(Data items)
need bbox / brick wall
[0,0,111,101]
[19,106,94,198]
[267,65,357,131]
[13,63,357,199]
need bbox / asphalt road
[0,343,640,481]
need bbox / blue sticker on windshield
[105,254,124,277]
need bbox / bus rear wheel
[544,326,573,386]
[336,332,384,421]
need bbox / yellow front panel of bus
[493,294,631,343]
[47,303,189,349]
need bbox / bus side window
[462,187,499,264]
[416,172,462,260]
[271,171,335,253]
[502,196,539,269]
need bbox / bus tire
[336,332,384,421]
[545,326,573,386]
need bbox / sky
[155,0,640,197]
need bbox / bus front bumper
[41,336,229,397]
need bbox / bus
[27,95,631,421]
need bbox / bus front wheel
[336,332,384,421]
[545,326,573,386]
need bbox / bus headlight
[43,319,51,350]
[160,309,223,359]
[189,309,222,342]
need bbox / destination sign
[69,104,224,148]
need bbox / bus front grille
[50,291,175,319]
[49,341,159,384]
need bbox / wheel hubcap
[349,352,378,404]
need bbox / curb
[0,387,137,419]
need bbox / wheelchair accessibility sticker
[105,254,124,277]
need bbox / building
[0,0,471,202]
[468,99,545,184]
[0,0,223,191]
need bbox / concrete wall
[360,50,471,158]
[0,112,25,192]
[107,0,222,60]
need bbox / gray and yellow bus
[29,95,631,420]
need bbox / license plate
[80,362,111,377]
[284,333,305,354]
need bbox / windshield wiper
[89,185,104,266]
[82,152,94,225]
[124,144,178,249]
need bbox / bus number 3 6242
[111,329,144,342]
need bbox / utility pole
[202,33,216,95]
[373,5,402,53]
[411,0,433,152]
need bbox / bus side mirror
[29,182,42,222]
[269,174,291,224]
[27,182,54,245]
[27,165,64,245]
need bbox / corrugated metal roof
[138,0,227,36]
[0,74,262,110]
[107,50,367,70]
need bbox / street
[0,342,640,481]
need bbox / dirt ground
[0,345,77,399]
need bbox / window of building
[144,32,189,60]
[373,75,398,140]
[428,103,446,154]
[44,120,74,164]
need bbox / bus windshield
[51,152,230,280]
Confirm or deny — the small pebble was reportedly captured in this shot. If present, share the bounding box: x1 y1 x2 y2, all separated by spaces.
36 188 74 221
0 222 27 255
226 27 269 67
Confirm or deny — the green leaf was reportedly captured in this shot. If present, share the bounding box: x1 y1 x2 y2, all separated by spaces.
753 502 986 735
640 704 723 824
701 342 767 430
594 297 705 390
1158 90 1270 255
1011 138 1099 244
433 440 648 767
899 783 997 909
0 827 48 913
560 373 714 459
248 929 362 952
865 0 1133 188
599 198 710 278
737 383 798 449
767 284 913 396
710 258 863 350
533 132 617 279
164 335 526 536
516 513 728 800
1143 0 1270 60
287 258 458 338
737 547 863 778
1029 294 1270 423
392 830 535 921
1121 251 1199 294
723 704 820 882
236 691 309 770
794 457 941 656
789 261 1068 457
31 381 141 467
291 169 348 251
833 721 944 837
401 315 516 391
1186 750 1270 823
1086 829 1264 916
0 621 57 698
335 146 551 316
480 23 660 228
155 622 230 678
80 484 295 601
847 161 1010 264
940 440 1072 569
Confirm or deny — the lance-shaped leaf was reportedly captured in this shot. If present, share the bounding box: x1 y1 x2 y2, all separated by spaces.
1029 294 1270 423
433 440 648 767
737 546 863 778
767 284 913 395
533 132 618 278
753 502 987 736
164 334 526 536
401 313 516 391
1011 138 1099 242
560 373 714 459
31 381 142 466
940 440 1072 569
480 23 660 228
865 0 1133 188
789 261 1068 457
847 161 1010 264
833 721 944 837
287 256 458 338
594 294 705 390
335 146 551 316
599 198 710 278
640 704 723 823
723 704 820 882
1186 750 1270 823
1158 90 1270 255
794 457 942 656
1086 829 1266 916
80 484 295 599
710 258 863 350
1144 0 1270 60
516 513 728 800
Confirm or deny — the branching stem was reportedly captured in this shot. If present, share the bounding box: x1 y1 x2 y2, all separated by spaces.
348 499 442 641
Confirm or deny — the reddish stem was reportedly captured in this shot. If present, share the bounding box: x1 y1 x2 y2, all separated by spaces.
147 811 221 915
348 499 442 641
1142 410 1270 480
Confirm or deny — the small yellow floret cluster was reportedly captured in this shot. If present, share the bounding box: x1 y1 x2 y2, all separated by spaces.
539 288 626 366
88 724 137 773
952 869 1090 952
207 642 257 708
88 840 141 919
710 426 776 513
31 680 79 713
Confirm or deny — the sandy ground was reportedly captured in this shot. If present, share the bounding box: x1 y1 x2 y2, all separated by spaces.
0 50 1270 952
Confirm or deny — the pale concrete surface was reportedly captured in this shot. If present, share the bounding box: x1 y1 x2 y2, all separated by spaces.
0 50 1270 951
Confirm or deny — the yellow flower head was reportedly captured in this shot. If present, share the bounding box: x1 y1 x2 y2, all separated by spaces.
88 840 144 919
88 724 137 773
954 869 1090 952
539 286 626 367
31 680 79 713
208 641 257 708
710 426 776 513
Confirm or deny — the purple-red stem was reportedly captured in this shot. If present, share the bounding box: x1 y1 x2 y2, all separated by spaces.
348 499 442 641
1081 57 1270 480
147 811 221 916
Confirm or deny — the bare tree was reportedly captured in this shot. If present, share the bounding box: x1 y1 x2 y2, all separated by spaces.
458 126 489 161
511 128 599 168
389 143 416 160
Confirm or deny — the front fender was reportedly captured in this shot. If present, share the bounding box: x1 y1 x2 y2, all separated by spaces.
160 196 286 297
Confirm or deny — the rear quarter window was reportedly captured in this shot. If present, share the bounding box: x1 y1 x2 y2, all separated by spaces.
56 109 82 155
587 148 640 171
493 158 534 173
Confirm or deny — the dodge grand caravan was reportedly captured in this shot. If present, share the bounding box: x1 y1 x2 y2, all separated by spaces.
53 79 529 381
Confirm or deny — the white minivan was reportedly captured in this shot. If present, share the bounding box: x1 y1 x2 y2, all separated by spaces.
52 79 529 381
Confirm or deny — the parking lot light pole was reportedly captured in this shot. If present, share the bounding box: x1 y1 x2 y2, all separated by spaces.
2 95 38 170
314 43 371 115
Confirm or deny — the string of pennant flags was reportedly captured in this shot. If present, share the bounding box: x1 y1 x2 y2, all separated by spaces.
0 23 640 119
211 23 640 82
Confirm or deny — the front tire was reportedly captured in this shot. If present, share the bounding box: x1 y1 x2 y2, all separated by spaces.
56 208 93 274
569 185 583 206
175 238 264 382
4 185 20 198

---

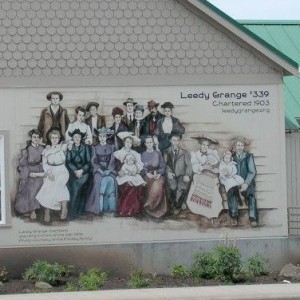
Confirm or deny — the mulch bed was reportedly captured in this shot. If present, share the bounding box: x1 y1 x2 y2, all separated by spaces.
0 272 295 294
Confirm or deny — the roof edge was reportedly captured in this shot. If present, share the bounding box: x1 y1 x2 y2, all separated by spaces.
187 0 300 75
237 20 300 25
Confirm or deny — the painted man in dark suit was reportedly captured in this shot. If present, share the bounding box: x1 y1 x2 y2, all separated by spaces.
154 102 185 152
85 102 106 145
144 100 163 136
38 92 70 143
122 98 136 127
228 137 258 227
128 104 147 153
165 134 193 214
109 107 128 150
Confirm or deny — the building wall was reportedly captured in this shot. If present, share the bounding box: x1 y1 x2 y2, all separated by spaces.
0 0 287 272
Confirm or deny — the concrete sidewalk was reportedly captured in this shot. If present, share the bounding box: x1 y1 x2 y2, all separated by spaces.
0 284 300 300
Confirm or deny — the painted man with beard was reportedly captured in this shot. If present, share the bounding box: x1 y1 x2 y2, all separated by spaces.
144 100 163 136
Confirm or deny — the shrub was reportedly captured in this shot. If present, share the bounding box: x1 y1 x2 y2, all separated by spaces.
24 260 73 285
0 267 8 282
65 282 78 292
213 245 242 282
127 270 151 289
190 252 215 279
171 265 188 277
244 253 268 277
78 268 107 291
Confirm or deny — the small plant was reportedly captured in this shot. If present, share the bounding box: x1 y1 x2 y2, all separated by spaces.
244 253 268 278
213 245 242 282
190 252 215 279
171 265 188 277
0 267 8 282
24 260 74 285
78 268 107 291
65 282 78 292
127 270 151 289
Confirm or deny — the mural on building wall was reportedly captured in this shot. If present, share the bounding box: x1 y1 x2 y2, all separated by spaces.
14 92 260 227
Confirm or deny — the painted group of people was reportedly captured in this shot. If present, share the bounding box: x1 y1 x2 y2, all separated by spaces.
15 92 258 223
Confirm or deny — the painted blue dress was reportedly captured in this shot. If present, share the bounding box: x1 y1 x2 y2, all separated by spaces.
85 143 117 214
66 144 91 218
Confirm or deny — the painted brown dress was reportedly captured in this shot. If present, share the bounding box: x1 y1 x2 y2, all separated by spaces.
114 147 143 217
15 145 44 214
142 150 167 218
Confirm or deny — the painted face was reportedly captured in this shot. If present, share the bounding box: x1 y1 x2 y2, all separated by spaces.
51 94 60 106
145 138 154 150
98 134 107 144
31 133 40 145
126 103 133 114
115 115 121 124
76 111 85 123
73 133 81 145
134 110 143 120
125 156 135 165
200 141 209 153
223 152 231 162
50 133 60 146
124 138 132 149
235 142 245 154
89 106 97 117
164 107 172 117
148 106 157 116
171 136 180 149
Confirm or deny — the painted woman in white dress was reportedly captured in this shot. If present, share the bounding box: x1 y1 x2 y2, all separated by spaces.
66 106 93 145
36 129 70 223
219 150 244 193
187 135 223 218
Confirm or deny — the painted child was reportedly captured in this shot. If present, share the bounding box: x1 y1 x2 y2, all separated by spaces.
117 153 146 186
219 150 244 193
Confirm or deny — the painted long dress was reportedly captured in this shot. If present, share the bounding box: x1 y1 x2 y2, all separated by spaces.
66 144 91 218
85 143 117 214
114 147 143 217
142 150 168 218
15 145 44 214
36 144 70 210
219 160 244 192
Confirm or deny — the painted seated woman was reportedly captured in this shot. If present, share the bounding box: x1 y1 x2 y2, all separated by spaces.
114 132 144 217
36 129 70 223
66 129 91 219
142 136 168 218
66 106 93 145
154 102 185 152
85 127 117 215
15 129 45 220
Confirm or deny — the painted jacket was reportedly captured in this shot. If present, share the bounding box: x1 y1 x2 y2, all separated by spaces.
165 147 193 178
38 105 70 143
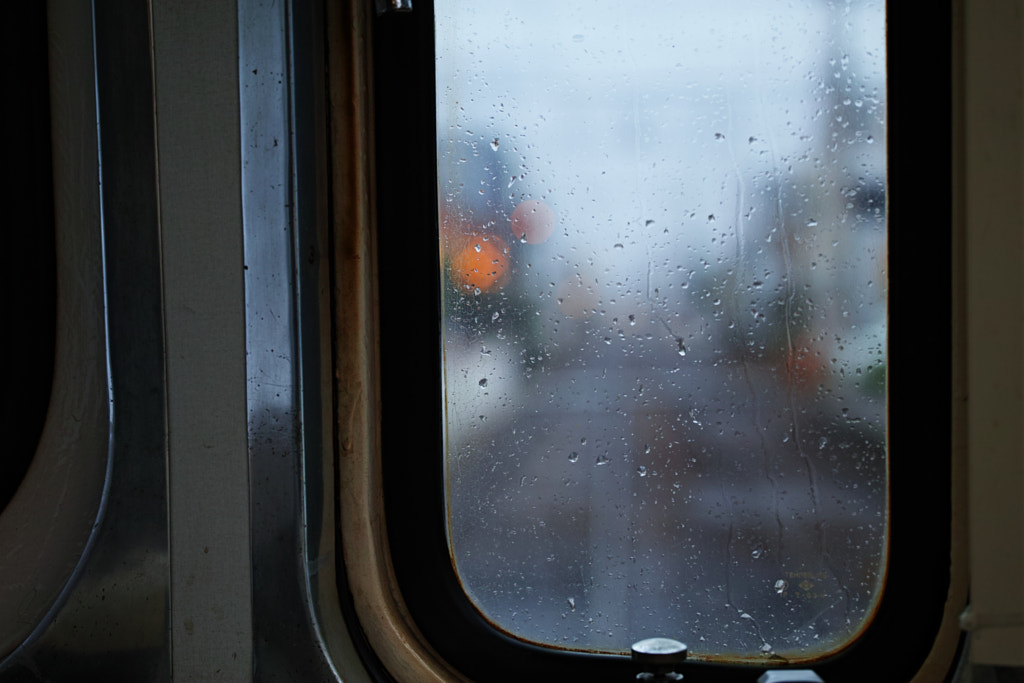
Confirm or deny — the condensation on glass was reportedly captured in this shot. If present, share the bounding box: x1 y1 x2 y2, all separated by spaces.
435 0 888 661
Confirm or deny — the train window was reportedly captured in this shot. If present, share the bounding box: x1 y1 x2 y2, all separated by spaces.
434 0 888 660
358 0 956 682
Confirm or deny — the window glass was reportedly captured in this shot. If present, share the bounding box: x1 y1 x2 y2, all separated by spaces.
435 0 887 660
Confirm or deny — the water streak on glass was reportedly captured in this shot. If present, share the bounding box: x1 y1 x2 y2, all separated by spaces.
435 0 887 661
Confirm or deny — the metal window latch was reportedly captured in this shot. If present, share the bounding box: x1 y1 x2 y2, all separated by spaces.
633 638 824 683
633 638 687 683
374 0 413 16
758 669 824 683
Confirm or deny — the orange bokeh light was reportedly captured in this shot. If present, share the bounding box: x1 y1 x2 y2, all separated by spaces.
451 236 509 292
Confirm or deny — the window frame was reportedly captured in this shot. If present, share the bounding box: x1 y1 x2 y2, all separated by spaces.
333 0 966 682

Instructions for the task: Rewrite the items starting with the line that contains "need bbox / brick wall" and going on through the line that contains "[0,345,77,399]", replacing "bus" with "coach" and leaving everything else unchanged.

Exercise output:
need bbox / brick wall
[0,0,111,101]
[19,106,94,198]
[267,65,357,131]
[13,63,357,199]
need bbox / asphalt road
[0,343,640,481]
need bbox / blue sticker on windshield
[105,254,124,277]
need bbox / coach rear wheel
[544,326,573,386]
[336,332,384,421]
need bbox / yellow front panel of coach
[493,294,631,343]
[47,303,189,349]
need bbox / coach side window
[462,187,499,264]
[416,172,462,260]
[271,171,335,253]
[502,196,539,269]
need bbox / coach tire
[336,332,384,421]
[545,326,573,386]
need bbox / sky
[155,0,640,197]
need bbox / coach front bumper
[41,336,229,397]
need bbox / coach
[27,95,631,421]
need bbox / coach front wheel
[336,332,384,421]
[545,326,573,386]
need bbox / coach headlight
[43,319,51,350]
[160,309,223,359]
[189,309,222,342]
need bbox / destination sign
[69,104,224,148]
need bbox / coach front grille
[50,291,175,319]
[49,341,159,384]
need bbox / wheel hubcap
[349,352,378,404]
need bbox / curb
[0,387,137,419]
need bbox / wheelchair accessibility sticker
[105,254,124,277]
need bbox / building
[0,0,471,202]
[468,99,545,184]
[0,0,223,191]
need bbox / concrete wall
[360,50,471,158]
[0,112,25,192]
[107,0,222,60]
need bbox / gray and yellow coach
[29,95,631,420]
need bbox / license plate
[80,362,111,377]
[284,333,305,354]
need bbox / windshield wiper
[89,185,104,266]
[82,152,94,225]
[124,144,178,249]
need bbox / coach number 3 6242
[111,329,144,342]
need bbox / utility pole
[202,33,216,95]
[373,5,402,53]
[411,0,433,152]
need bbox / coach side mirror
[29,182,42,222]
[269,174,291,224]
[27,182,54,245]
[27,165,64,245]
need bbox / corrugated metal roof
[138,0,227,36]
[0,74,262,110]
[107,50,367,70]
need bbox / street
[0,342,640,481]
need bbox / dirt ground
[0,345,77,399]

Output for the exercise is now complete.